WORK TO BE COMPLETED - Find each line in the following listing that has the string "shaped", then state the count and nothing else.

RECORDS FOR THIS EXERCISE -
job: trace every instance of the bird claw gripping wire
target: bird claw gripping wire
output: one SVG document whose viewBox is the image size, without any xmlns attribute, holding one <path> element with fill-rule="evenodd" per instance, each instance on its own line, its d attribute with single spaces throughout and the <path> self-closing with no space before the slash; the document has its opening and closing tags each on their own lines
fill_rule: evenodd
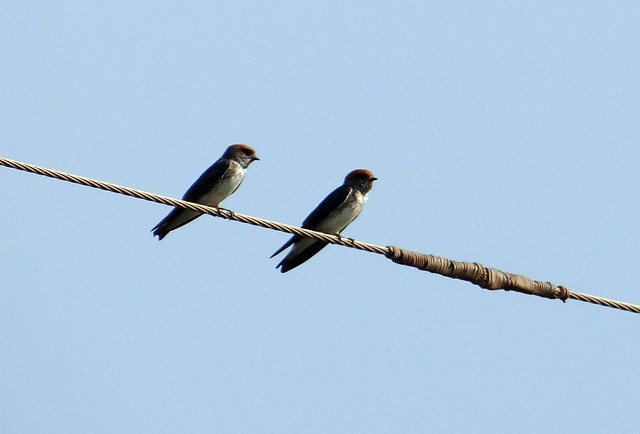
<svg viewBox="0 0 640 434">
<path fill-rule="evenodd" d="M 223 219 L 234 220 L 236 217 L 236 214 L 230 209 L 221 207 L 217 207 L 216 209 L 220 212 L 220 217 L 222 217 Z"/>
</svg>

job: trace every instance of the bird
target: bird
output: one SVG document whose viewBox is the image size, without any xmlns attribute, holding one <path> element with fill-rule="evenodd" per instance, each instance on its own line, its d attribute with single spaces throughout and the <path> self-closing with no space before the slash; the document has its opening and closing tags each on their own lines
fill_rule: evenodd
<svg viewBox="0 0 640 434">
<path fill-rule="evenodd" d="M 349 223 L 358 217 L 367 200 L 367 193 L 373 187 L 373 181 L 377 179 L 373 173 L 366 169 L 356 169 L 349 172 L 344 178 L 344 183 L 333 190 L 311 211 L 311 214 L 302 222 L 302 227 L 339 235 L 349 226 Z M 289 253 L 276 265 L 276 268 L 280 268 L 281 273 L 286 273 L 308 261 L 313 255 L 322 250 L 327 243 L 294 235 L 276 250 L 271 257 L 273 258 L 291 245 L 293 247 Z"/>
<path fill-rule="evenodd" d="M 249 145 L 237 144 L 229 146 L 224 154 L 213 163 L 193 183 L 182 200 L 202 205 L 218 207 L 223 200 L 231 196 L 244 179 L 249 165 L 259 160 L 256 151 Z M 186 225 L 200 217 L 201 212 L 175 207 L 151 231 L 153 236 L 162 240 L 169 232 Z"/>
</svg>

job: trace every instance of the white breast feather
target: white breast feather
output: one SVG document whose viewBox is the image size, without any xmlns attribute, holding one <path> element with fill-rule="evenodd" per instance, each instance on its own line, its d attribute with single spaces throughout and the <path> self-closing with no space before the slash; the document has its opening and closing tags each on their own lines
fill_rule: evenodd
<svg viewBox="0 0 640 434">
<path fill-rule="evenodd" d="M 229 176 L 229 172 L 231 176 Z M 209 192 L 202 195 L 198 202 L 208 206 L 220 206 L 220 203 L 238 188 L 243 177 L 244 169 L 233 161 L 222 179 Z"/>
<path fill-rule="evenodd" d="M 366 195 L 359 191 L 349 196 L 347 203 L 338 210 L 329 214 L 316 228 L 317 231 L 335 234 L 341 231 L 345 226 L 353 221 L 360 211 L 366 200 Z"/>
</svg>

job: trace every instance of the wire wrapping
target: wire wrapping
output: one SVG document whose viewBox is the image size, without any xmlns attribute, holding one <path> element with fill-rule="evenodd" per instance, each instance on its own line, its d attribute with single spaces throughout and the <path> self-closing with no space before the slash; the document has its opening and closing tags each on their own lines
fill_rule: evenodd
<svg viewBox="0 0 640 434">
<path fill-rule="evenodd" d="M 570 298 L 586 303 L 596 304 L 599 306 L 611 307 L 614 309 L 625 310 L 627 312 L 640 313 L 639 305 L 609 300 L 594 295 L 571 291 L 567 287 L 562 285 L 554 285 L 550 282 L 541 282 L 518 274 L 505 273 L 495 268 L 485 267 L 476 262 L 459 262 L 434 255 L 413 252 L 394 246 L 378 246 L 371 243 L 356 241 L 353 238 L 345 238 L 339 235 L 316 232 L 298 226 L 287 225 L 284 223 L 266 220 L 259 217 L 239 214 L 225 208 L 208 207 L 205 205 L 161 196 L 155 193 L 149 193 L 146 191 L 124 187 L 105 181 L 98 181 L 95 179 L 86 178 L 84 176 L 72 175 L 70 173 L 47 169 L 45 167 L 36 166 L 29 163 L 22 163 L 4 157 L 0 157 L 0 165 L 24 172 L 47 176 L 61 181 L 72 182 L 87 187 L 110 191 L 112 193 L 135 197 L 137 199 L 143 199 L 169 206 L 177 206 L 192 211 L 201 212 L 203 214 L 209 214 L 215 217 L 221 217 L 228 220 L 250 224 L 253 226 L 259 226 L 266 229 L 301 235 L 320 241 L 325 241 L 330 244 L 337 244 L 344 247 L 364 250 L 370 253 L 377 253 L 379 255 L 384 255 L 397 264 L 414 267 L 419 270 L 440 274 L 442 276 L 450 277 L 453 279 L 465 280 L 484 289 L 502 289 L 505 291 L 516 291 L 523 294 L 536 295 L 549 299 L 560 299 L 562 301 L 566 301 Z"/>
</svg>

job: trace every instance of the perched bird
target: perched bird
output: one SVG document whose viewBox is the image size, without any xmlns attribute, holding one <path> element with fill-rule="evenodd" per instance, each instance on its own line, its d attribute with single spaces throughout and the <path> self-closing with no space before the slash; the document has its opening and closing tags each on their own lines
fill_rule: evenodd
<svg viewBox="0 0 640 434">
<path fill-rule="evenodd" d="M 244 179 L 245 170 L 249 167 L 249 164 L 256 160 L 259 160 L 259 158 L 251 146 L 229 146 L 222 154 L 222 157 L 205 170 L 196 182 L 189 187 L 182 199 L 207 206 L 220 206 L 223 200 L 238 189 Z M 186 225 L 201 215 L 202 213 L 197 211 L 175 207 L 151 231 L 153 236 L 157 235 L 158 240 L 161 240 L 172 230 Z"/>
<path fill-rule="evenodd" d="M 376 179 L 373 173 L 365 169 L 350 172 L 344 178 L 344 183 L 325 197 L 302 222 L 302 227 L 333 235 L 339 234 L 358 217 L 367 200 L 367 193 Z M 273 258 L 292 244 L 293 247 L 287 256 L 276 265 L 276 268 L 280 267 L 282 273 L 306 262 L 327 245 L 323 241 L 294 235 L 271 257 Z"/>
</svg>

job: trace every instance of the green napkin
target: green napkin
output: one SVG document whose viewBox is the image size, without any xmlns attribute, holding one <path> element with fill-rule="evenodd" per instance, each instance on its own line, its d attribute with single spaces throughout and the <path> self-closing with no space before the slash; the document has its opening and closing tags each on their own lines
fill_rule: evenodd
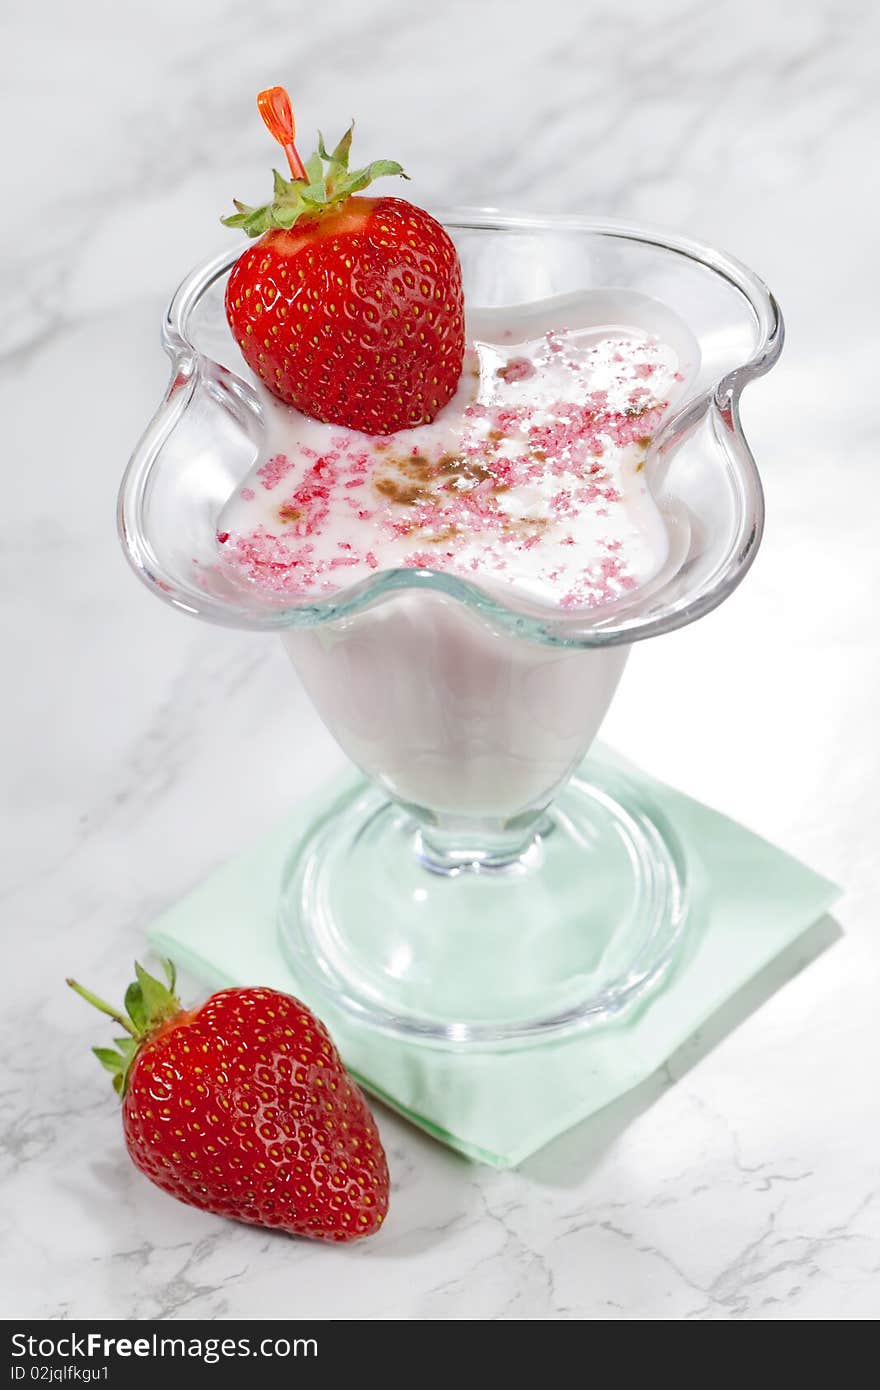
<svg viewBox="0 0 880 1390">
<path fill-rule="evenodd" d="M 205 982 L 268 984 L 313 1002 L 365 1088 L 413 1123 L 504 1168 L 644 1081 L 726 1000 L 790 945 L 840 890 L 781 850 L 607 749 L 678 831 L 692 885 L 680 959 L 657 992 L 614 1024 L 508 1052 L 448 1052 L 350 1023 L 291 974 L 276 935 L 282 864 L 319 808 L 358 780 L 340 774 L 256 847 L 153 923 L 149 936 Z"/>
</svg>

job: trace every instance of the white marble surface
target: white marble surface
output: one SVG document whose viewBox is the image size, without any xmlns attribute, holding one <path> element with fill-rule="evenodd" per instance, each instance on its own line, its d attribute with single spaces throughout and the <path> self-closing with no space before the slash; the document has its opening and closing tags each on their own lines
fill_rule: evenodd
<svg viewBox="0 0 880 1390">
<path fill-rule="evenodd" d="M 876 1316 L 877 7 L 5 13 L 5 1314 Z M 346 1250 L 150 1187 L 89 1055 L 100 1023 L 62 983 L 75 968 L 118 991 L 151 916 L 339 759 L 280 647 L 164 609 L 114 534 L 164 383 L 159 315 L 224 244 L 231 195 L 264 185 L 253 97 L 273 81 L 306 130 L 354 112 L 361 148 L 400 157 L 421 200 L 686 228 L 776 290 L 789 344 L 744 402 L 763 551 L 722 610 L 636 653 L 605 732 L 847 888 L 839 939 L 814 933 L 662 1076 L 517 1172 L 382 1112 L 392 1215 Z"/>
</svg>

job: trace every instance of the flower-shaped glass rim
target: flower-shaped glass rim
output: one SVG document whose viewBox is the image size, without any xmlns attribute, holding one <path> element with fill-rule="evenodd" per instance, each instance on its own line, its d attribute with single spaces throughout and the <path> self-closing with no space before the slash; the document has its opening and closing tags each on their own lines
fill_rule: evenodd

ANSWER AREA - 2